TASK INSTRUCTIONS:
Can you restate the records below word for word?

Records contained in a dataset
* * * * * * * * *

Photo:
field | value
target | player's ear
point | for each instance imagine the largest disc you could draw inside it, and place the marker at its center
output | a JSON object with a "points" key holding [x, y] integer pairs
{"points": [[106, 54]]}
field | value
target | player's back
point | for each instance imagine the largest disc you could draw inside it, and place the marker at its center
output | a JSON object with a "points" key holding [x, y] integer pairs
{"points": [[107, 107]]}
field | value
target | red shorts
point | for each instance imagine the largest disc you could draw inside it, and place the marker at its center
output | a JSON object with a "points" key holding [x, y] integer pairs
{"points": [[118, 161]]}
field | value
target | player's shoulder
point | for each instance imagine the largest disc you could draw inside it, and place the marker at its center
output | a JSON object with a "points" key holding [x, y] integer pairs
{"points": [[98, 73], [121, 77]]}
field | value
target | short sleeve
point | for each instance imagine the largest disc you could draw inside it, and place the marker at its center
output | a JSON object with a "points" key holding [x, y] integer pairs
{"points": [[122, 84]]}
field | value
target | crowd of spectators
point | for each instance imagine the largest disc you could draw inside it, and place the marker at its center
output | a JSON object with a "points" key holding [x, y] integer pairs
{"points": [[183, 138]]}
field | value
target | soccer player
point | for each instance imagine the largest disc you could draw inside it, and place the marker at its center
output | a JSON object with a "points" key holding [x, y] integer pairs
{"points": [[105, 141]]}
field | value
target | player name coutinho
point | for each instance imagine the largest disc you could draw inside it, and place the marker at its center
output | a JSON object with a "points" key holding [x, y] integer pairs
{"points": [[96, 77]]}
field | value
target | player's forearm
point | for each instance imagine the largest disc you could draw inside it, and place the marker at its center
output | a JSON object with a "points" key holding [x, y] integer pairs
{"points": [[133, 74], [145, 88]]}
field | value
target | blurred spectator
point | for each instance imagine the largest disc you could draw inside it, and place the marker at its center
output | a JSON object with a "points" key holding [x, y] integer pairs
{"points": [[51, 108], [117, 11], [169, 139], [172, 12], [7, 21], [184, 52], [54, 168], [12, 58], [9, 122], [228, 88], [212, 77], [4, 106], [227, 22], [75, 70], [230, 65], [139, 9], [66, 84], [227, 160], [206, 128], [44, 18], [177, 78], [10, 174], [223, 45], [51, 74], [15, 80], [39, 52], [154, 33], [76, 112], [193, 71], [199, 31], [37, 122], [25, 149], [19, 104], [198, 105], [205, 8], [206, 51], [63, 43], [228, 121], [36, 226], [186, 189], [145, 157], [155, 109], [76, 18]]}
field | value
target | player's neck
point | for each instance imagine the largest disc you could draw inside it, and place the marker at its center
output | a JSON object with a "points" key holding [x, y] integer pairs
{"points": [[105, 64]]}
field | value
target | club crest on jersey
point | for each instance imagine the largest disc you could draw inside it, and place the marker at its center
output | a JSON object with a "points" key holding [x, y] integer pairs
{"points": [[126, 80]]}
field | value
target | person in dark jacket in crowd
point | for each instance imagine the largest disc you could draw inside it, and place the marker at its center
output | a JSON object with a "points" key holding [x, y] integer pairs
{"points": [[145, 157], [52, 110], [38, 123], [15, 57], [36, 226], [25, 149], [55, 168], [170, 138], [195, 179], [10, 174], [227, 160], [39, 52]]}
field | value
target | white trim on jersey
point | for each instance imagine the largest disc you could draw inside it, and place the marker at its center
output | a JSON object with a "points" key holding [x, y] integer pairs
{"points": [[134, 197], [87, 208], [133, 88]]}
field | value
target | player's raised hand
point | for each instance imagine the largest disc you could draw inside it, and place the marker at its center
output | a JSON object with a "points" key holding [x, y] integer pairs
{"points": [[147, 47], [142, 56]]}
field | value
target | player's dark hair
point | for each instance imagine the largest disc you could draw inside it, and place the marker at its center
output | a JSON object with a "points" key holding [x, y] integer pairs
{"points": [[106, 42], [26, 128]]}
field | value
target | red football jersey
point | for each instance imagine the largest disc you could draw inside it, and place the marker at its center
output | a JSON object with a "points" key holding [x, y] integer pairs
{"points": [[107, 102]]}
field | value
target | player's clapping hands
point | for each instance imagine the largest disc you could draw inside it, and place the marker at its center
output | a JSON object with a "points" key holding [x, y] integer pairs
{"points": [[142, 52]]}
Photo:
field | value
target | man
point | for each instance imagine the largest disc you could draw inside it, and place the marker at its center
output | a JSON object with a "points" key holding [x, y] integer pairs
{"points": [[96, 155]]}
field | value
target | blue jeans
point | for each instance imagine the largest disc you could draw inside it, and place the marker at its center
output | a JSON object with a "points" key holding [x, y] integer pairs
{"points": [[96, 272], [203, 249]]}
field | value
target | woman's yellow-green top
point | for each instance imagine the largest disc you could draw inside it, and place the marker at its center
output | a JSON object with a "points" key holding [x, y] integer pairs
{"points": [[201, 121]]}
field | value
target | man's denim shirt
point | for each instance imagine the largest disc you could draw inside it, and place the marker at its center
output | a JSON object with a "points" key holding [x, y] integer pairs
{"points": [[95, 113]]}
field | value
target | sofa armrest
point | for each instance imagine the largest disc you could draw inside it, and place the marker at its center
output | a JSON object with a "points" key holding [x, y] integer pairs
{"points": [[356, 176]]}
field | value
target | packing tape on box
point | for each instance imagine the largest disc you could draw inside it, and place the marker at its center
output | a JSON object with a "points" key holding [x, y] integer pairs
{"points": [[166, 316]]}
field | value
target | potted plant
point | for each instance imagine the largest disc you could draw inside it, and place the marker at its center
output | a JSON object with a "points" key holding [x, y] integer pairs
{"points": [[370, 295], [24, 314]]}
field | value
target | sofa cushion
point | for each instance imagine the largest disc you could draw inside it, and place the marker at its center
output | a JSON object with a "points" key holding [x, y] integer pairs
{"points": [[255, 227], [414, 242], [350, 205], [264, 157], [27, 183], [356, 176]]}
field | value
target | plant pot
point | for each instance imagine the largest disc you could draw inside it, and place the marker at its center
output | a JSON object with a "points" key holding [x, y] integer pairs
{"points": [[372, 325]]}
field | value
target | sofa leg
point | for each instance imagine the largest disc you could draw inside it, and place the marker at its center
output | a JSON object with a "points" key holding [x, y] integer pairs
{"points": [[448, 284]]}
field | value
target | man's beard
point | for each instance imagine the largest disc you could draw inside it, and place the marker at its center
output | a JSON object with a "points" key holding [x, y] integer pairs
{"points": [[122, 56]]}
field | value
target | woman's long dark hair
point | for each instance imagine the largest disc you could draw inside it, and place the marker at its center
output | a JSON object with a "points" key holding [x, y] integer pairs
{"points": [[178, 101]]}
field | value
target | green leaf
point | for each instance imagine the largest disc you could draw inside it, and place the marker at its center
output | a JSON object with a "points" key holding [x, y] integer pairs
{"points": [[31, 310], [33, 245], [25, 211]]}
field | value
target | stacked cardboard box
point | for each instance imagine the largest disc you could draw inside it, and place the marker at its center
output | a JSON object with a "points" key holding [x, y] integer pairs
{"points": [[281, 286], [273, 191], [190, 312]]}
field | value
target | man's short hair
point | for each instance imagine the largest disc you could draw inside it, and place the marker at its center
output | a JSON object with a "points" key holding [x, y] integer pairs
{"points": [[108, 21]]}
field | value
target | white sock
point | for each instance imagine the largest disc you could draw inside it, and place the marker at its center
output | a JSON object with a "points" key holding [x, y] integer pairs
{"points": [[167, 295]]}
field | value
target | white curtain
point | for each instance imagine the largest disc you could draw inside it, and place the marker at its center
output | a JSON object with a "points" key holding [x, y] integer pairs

* * * * * * * * *

THE COMPLETED TASK:
Photo:
field | value
target | player's ear
point | for each instance imagine the largest disc you could draw inside it, and place the marker at its center
output | a JSON object with a "points" key holding [x, y] integer pairs
{"points": [[106, 54]]}
field | value
target | player's back
point | for each instance imagine the largest disc you could draw inside it, and place the marker at its center
output | a JSON object with a "points" key holding [x, y] integer pairs
{"points": [[107, 107]]}
field | value
target | red shorts
point | for each instance imagine the largest disc you could draw inside it, and place the marker at its center
output | a JSON object with a "points" key holding [x, y] integer pairs
{"points": [[118, 161]]}
field | value
target | player's shoulder
point | for each instance imagine the largest disc you could draw inside it, and place the marker at its center
output | a JSON object with a "points" key holding [x, y] integer pairs
{"points": [[98, 73], [121, 77]]}
field | value
target | short sleeve
point | for each instance imagine the largest disc you could draw inside it, and place the marker at its center
output | a JSON object with a "points" key holding [x, y] integer pairs
{"points": [[122, 84]]}
field | value
target | crowd of spectators
point | for each instance imagine the largest disc you could draw inside it, and place the marker at its center
output | a JSON object with a "points" key holding [x, y] integer pairs
{"points": [[183, 138]]}
field | value
target | soccer player
point | for each instance imagine the largest disc you could draw inside it, and place the marker at its center
output | a JSON object with a "points" key holding [x, y] integer pairs
{"points": [[105, 141]]}
field | value
target | player name coutinho
point | for each instance imagine the largest disc you could draw inside it, and place the marker at its center
output | a JSON object with a "points" key holding [x, y] integer pairs
{"points": [[96, 77]]}
field | value
target | player's forearm
point | for each instance imagine the largest disc you could draw inside it, and place the marker at its center
output | a JSON object with a "points" key holding [x, y] integer pairs
{"points": [[133, 74], [145, 88]]}
field | value
target | blurred spectator
point | for each instance imagine the largest disc you could draw inside it, and place the marker at its center
output | a JSON object with a "points" key holding [x, y] integer pairs
{"points": [[51, 108], [117, 11], [169, 139], [172, 12], [7, 21], [184, 52], [54, 168], [12, 58], [9, 122], [228, 88], [212, 77], [4, 106], [227, 22], [75, 70], [230, 65], [139, 9], [66, 84], [227, 160], [206, 128], [44, 18], [177, 78], [10, 174], [223, 45], [51, 74], [15, 80], [39, 52], [154, 33], [76, 112], [193, 71], [199, 31], [37, 122], [25, 149], [19, 104], [198, 105], [205, 8], [206, 51], [63, 43], [228, 121], [36, 226], [186, 189], [145, 157], [155, 109], [76, 18]]}
field | value
target | player's neck
point | for each instance imagine the largest disc you could draw inside it, and place the marker at its center
output | a JSON object with a "points" key holding [x, y] integer pairs
{"points": [[105, 64]]}
field | value
target | club crest on jersey
point | for each instance imagine the largest disc you could draw inside it, and place the marker at its center
output | a JSON object with a "points" key holding [x, y] integer pairs
{"points": [[126, 80]]}
field | value
target | person in dark jacket in crowd
point | for each instance imagine the largest disc you could draw inside it, and place the marker at its center
output | a JSON object with a "points" key holding [x, y] integer pairs
{"points": [[145, 157], [52, 110], [38, 123], [15, 57], [36, 226], [25, 149], [55, 168], [170, 138], [195, 179], [10, 174], [227, 160], [39, 52]]}
field | value
target | white trim on jersey
point | for each instance imagine the largest disc you could draw inside it, and place the marker at its center
output | a JSON object with a "points" key holding [x, y] integer pairs
{"points": [[134, 197], [87, 208], [133, 88]]}
field | value
target | player's raised hand
point | for each instance imagine the largest disc you could draw inside it, and place the marker at its center
output | a JSON object with a "points" key holding [x, y] integer pairs
{"points": [[147, 47], [142, 56]]}
field | value
target | player's dark hair
point | for each instance imagine the largest disc you could draw inside it, and place the marker at its center
output | a JSON object with a "points" key holding [x, y] integer pairs
{"points": [[106, 42], [26, 128]]}
field | value
target | red football jersey
point | for each instance imagine the largest disc you could draw inside it, and place the marker at its center
output | a JSON object with a "points" key holding [x, y] integer pairs
{"points": [[107, 102]]}
field | value
target | player's clapping hands
point | for each instance imagine the largest disc you could draw inside it, and place the marker at its center
output | a JSON object with a "points" key holding [x, y] integer pairs
{"points": [[142, 52]]}
Photo:
field | value
target | man
point | for each instance imagine the largest disc you could draw inside it, and place the marker at its center
output | a JSON object with a "points" key holding [x, y] integer pairs
{"points": [[96, 155]]}
field | value
target | blue jeans
point | for each instance imagine the largest disc you could draw inside it, and place the marker at its center
output | a JSON object with a "points" key holding [x, y] integer pairs
{"points": [[96, 272], [203, 249]]}
field | value
target | woman's yellow-green top
point | for each instance imagine the largest disc you could draw inside it, and place the marker at its center
output | a JSON object with a "points" key holding [x, y] integer pairs
{"points": [[201, 121]]}
field | value
target | man's denim shirt
point | for each instance imagine the largest disc you could draw inside it, and place the marker at its center
output | a JSON object with a "points" key holding [x, y] integer pairs
{"points": [[95, 113]]}
field | value
target | sofa armrest
point | for each instance imagine the largest disc you could draw inside it, and place the marker at its center
output | a JSON object with a "points" key holding [x, y] integer pairs
{"points": [[356, 176]]}
field | value
target | packing tape on box
point | for each instance imagine the largest disc you could draw inside it, and place the marker at its center
output | a JSON object with a "points" key holding [x, y] integer pairs
{"points": [[166, 316]]}
field | value
target | potted plant
point | for each instance imagine the largest disc you could draw inside it, and place the marker at its center
output | a JSON object with a "points" key holding [x, y] integer pairs
{"points": [[370, 295], [24, 314]]}
field | value
target | sofa cushion
point | for each instance imagine the largest disc you could draw inside it, and place the marker at its center
output | a JSON object with a "points" key holding [x, y] integer pairs
{"points": [[255, 227], [414, 242], [350, 205], [264, 157], [27, 183], [356, 176]]}
field | value
target | plant pot
point | for each instance imagine the largest disc you could draw inside it, and place the marker at its center
output | a JSON object with a "points" key holding [x, y] integer pairs
{"points": [[372, 325]]}
field | value
target | sofa leg
point | for each instance imagine the largest disc you could draw inside it, and place the marker at its center
output | a JSON object with a "points" key holding [x, y] integer pairs
{"points": [[448, 284]]}
field | value
target | man's beard
point | for each instance imagine the largest disc you could draw inside it, and place the marker at its center
output | a JSON object with a "points" key holding [x, y] integer pairs
{"points": [[122, 56]]}
field | value
target | woman's long dark hair
point | for each instance imagine the largest disc you could draw inside it, and place the marker at its center
output | a JSON object with a "points" key holding [x, y] integer pairs
{"points": [[178, 101]]}
field | value
target | green leaf
point | for each instance imagine the largest disc you could draw inside it, and place the marker at its center
output | a JSON object with a "points" key holding [x, y] integer pairs
{"points": [[31, 310], [33, 245], [25, 211]]}
field | value
target | stacked cardboard box
point | for each instance imagine the largest disc you could draw inside it, and place the marker at its center
output | a JSON object with a "points" key holding [x, y] integer pairs
{"points": [[281, 286], [273, 191], [190, 312]]}
field | value
target | man's short hair
point | for each instance imagine the largest disc you could draw inside it, and place the marker at its center
output | a JSON object with a "points" key holding [x, y] integer pairs
{"points": [[108, 21]]}
field | value
target | white sock
point | for each instance imagine the largest disc you could draw inside it, and place the marker at its center
output | a JSON object with a "points" key holding [x, y] integer pairs
{"points": [[167, 295]]}
field | value
target | white curtain
point | for each instance imagine the largest disc you could draw inside it, and place the marker at its center
output | a JSON object with a "points" key holding [x, y] integer pairs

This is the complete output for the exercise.